**The exercise:**
How many lines in the entries below contain the word "water"? Reply with the number only.

(Rows of box annotation data)
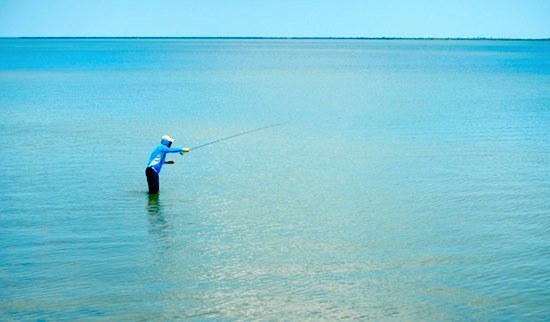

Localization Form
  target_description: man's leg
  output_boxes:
[145,168,159,193]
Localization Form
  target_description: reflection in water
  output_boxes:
[147,194,168,238]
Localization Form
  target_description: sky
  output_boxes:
[0,0,550,38]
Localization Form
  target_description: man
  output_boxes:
[145,135,190,194]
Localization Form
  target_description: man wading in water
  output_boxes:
[145,135,190,194]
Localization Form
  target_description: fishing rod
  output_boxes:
[190,124,281,151]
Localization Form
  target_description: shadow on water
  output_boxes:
[147,194,169,238]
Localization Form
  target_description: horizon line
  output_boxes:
[4,36,550,41]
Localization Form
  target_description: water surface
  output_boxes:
[0,39,550,321]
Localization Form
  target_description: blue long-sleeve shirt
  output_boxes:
[147,143,183,173]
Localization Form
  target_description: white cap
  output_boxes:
[162,135,174,143]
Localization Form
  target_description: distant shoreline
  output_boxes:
[0,36,550,41]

**Solved exercise:**
4